## begin Excerpted data
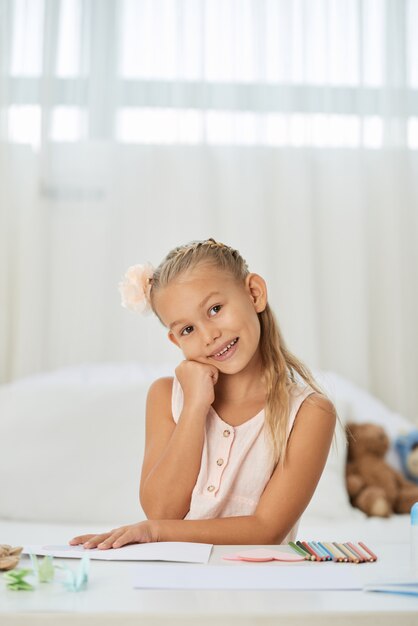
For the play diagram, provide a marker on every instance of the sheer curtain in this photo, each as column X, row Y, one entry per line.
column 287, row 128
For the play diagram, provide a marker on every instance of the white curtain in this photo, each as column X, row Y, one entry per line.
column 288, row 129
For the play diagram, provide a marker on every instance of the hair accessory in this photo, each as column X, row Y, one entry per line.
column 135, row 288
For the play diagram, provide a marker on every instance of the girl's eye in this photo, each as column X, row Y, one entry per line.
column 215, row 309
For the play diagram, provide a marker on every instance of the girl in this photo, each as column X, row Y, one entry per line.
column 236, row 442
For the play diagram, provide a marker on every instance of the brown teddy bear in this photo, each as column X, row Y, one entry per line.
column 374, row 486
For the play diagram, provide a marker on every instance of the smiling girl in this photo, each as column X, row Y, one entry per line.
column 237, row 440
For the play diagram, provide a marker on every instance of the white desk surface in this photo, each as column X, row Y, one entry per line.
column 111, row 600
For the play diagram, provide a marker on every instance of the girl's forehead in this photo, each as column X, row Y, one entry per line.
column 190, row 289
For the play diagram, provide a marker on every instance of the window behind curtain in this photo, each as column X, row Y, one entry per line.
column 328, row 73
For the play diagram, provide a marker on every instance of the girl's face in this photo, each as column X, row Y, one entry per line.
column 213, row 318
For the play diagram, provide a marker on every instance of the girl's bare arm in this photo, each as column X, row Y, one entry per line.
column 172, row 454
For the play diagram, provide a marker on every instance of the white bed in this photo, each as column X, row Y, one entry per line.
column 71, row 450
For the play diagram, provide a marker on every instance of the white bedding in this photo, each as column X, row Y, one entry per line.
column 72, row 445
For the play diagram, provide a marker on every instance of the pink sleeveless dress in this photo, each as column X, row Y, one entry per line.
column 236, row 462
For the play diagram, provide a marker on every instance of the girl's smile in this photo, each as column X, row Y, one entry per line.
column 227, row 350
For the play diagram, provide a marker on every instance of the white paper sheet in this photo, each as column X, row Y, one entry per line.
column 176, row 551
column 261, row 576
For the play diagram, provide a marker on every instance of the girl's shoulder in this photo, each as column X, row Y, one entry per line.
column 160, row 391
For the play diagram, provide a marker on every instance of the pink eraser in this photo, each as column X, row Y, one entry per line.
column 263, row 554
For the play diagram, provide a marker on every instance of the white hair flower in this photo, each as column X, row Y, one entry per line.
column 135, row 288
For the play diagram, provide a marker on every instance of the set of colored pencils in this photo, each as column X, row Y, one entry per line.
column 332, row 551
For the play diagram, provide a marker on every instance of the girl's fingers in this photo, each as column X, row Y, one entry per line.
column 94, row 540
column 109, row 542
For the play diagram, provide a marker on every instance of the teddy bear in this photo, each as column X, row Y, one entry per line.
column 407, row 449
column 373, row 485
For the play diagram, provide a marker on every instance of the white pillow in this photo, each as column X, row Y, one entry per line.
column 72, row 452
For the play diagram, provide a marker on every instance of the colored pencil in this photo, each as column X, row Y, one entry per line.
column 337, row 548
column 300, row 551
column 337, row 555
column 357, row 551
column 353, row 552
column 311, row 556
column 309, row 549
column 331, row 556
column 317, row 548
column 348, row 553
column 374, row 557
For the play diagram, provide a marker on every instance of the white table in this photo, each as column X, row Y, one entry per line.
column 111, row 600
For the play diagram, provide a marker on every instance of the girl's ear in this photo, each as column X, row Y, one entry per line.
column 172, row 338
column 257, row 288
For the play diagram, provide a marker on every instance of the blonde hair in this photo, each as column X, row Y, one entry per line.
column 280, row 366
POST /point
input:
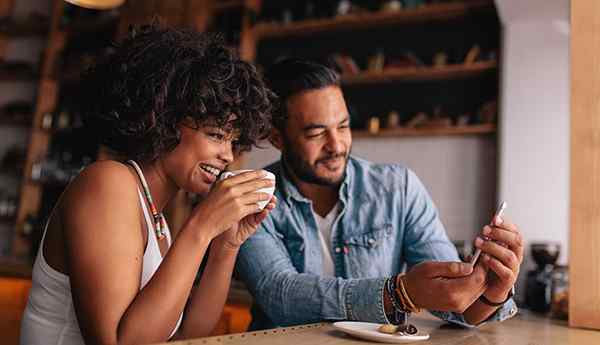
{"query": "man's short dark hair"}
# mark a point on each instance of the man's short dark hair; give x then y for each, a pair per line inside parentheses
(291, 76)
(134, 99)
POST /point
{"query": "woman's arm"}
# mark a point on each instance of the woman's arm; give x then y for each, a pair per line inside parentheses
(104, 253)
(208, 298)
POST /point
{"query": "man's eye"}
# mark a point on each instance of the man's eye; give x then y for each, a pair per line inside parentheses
## end Excerpted data
Set task:
Rewrite all the items above as a numbered list, one line per number, skipping any blank lines. Leave the pictures out.

Answer in full:
1. For the play diagram, provide a marker on every instance of the sheer curtain in this photo, each as column X, row Y, one entry per line.
2. column 287, row 128
3. For the play diagram, provide a marker on every instance of the white curtain in this photo, each as column X, row Y, one entry per line.
4. column 288, row 129
5. For the play diagram, provide a marker on every instance of the hair accessory in this photo, each as column X, row Y, one entry per line.
6. column 135, row 288
7. For the play diagram, provide a marker on every instance of the girl's eye in this photo, each as column X, row Y, one entry per line.
8. column 215, row 309
9. For the play diagram, provide a marker on every instance of the girl in this photo, each as column X, row Y, one entry per line.
10. column 236, row 442
11. For the play diagram, provide a marker on every instance of the brown teddy bear in this photo, each as column X, row Y, one entry per line.
12. column 374, row 486
13. For the play diagram, provide a marker on every instance of the smiling girl in this photo, each as column X, row Y, one entry per line.
14. column 237, row 440
15. For the play diagram, provide a marker on every instance of the white desk surface in this photo, each as column X, row Y, one entry per line.
16. column 111, row 600
17. For the play diagram, provide a marker on every instance of the girl's forehead in this photo, each as column X, row Y, one entry per line.
18. column 190, row 289
19. For the play diagram, provide a marker on every instance of the window behind curtain in this photo, each as column X, row Y, one entry per line.
20. column 328, row 73
21. For the play diagram, provide a marker on every instance of the girl's face in this photo, each as column X, row Y, one entry per line.
22. column 213, row 318
23. For the play diagram, provide a marker on every instance of the girl's bare arm in this photo, each as column X, row Y, one entry per line.
24. column 172, row 454
25. For the play diagram, provide a marker on every instance of the white bed in this photo, each as column X, row Y, one entry per line.
26. column 71, row 450
27. For the play diagram, provide a marker on every instance of the white bedding in this photo, each as column X, row Y, one entry per line.
28. column 72, row 445
29. For the play diagram, provide a marker on every instance of the pink sleeveless dress in this photo, each as column X, row Y, one entry per line.
30. column 236, row 462
31. For the play diagram, provide a marker on every instance of the girl's smile in this photo, each as column X, row Y, one entry per line.
32. column 227, row 350
33. For the play diagram, provide a marker on every instance of the white paper sheet in this photo, each as column X, row Y, one entry per line.
34. column 176, row 551
35. column 261, row 576
36. For the play diagram, provide a marker on every instance of the girl's shoulder in this photo, each as column X, row Y, one entry per line.
37. column 160, row 391
38. For the play diagram, provide a marker on every instance of the pink eraser in this photo, each as column X, row Y, one entry per line.
39. column 263, row 554
40. For the play diagram, provide a marker on every instance of the white hair flower in this photo, each as column X, row Y, one entry per line.
41. column 135, row 288
42. For the play diagram, provide a marker on every instance of the set of colored pencils in this photo, each as column X, row Y, one entry per line.
43. column 332, row 551
44. For the play diagram, provide a marker on every instance of the girl's fingers in this photo, each as column X, row Y, one entry per line.
45. column 94, row 540
46. column 109, row 542
47. For the play diagram, provide a marker on every instance of the teddy bear in this photo, each as column X, row Y, one entry per line.
48. column 407, row 449
49. column 373, row 485
50. For the play diagram, provide a marker on every instance of the white pillow in this photo, each as column X, row Y, one entry per line.
51. column 72, row 452
52. For the play diagram, provide a marker on every instance of the colored pencil in this photo, each as column X, row Y, one entry per line.
53. column 337, row 548
54. column 300, row 551
55. column 337, row 555
56. column 357, row 551
57. column 353, row 552
58. column 311, row 556
59. column 309, row 549
60. column 331, row 556
61. column 317, row 548
62. column 348, row 553
63. column 374, row 557
64. For the play diagram, provide a marker on every instance of the white table in this photo, each as column X, row Y, one entry per line.
65. column 111, row 600
66. For the play diagram, provide a marker on every instance of the girl's ear in this photo, each as column X, row Y, one entry per line.
67. column 172, row 338
68. column 257, row 288
69. For the play diagram, provide a marker on every instance of the blonde hair in this photo, each as column X, row Y, one entry per line.
70. column 280, row 366
71. POST /point
72. input:
73. {"query": "man's short dark hair"}
74. # mark a point on each instance of the man's short dark hair; give x then y for each, a pair per line inside parentheses
75. (291, 76)
76. (134, 99)
77. POST /point
78. {"query": "woman's arm"}
79. # mark a point on each instance of the woman's arm; give x then y for each, a pair per line inside parentheses
80. (104, 253)
81. (208, 298)
82. POST /point
83. {"query": "man's eye"}
84. # mark a point on each instance of the man's eye; give x then y for each, a pair per line inside parentheses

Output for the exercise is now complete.